━━ Data provided ━━

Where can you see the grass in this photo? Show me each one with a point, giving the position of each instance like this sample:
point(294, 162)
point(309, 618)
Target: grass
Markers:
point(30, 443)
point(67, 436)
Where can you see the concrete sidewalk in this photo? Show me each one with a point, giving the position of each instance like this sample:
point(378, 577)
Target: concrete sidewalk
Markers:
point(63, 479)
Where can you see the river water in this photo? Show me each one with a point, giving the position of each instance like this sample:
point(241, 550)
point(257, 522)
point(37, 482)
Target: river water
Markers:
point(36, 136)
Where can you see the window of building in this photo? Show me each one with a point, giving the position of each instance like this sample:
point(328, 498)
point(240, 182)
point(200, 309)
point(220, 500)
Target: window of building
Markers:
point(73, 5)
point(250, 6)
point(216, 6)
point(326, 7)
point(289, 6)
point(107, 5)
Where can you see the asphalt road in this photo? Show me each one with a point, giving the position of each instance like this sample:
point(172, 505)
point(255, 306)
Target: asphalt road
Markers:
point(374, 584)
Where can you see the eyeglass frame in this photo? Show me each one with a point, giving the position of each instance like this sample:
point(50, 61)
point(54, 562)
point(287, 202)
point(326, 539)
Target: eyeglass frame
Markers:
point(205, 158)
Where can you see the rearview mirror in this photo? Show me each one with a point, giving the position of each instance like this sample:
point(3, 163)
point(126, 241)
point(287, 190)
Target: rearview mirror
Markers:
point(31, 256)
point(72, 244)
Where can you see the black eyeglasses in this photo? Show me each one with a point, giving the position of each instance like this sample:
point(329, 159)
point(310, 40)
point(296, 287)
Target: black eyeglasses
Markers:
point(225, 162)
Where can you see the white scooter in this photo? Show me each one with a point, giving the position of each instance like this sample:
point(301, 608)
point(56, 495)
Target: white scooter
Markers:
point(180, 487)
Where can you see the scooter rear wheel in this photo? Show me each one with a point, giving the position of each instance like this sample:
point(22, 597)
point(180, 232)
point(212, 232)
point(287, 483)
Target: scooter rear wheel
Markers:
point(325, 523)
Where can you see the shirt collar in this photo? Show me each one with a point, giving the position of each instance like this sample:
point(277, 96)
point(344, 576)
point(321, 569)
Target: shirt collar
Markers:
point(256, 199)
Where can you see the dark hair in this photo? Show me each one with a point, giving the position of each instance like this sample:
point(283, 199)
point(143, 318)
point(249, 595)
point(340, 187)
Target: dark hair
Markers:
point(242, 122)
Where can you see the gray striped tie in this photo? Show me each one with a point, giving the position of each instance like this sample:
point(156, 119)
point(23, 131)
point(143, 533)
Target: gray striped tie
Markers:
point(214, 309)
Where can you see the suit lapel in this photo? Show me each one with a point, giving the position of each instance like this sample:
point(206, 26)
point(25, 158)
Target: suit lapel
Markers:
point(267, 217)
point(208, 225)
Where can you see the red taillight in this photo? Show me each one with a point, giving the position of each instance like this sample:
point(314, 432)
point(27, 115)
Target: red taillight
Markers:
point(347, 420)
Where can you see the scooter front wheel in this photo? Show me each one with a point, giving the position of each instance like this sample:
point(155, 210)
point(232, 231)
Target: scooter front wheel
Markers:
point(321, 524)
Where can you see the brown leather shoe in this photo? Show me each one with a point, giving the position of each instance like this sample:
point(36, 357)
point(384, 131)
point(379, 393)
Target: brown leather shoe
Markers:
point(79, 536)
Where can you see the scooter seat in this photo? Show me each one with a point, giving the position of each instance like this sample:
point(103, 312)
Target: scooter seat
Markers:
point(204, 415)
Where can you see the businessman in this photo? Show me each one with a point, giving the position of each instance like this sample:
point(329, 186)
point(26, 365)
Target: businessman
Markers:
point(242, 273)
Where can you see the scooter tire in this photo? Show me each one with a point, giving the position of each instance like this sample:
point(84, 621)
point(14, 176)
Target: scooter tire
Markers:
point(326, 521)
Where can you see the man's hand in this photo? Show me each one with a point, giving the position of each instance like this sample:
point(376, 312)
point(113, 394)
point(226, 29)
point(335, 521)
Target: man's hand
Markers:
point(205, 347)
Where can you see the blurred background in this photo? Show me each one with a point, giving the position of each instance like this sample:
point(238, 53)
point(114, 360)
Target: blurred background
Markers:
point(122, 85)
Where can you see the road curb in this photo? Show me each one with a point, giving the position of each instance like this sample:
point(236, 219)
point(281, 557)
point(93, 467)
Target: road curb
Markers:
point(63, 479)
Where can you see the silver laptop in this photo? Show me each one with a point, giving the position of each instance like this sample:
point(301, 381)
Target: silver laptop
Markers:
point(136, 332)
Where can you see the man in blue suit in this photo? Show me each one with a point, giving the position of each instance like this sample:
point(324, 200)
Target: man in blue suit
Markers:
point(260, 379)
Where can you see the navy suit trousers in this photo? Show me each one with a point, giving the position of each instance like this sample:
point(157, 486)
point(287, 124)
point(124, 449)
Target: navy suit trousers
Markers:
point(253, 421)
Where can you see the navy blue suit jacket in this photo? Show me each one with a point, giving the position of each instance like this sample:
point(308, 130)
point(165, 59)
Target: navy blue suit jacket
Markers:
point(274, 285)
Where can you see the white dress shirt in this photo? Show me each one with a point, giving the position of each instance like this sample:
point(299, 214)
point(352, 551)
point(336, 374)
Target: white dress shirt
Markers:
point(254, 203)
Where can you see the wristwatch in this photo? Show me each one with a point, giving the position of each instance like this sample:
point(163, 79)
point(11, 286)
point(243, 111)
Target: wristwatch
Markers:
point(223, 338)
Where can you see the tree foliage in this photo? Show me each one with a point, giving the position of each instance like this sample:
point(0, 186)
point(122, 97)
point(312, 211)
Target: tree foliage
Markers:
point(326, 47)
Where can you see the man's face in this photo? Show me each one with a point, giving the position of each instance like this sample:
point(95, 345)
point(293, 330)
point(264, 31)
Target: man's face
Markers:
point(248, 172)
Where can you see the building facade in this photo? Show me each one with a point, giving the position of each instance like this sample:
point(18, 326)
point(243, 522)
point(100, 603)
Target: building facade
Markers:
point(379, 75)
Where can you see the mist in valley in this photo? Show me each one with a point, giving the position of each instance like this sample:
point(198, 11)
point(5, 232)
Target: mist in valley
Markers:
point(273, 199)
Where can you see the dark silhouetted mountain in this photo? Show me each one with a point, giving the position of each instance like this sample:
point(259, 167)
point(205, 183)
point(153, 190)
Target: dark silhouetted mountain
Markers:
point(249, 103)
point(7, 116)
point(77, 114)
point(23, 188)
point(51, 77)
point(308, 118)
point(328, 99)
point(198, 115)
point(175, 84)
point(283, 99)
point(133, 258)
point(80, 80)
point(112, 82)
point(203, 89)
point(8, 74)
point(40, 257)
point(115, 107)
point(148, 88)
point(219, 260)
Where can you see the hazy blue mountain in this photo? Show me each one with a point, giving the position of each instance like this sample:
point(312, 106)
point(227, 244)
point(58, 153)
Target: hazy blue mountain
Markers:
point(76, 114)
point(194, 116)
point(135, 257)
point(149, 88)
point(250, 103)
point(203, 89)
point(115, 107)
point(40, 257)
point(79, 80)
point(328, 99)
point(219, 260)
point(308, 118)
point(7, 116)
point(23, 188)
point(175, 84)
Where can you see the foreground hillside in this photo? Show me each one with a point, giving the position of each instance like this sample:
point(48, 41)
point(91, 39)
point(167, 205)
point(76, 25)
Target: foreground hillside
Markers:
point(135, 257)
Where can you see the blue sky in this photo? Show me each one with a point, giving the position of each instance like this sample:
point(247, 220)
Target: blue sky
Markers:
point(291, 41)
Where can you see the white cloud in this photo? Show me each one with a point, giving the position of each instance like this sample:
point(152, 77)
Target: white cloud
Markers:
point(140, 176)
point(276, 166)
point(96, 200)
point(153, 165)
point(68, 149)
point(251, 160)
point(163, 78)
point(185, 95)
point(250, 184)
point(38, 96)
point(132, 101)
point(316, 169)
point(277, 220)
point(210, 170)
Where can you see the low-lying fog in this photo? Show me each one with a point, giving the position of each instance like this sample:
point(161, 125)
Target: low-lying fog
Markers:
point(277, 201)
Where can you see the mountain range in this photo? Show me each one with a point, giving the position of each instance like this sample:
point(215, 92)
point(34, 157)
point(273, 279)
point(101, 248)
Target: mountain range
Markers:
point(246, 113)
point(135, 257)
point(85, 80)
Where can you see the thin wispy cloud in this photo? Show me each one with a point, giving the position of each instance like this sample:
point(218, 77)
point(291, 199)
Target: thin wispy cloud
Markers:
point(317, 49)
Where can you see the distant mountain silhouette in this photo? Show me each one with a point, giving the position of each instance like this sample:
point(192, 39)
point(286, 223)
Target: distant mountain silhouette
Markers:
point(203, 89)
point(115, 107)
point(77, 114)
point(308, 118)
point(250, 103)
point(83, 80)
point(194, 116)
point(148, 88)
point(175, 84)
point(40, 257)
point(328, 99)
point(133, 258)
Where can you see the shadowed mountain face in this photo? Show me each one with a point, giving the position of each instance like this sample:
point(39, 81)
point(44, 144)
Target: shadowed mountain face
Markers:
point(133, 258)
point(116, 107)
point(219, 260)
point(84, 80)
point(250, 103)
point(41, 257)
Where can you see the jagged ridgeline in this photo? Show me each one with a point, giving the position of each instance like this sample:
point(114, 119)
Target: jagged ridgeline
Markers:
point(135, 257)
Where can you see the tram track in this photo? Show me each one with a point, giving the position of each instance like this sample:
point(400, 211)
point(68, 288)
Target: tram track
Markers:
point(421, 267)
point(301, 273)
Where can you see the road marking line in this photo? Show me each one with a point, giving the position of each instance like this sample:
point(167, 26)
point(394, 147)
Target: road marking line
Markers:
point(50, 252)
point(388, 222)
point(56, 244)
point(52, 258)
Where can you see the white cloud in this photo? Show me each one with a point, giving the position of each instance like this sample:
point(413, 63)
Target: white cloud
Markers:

━━━

Multiply each answer coordinate by 1.9 and round to a whole number, with halves rounded up, as you reproduce every line in the stretch from the start of the records through the line containing "point(72, 244)", both ends included. Leave all other numbers unchanged.

Where can you see the grass in this photo? Show me each one with a point, giving the position of each instance like this sample:
point(294, 162)
point(309, 618)
Target: grass
Markers:
point(57, 842)
point(127, 828)
Where can you see the concrete sidewalk in this photo? Show me each one with a point, giving the position of each instance like this sample:
point(378, 577)
Target: concrete sidewalk
Markers:
point(120, 910)
Where can you see the river water in this photo? Show me each one with a point, giving the position of each instance like this sample:
point(241, 550)
point(257, 522)
point(37, 482)
Target: river water
Markers:
point(68, 258)
Where can you see the window of building in this photo? Show me each one with a point, giving the position of each instance like this sample:
point(328, 498)
point(240, 182)
point(200, 309)
point(220, 500)
Target: window of building
Markers:
point(139, 10)
point(475, 11)
point(410, 11)
point(619, 13)
point(549, 11)
point(203, 10)
Where can you see the asphalt road in this photo? Show me each one with a point, giving the position of each instance like this sample:
point(172, 505)
point(255, 306)
Target: asphalt road
Markers:
point(711, 1110)
Where can you see the eyeglass frame in this photo? Show me each one with a point, giving the position of each instance like this sample:
point(50, 61)
point(54, 562)
point(287, 202)
point(326, 539)
Target: eyeglass frame
Markers:
point(390, 300)
Where can you see the rearview mirror in this photo? Show me each one with a point, giving the position of each instance like this sample:
point(3, 163)
point(126, 241)
point(287, 190)
Target: rearview mirror
Markers:
point(59, 486)
point(137, 464)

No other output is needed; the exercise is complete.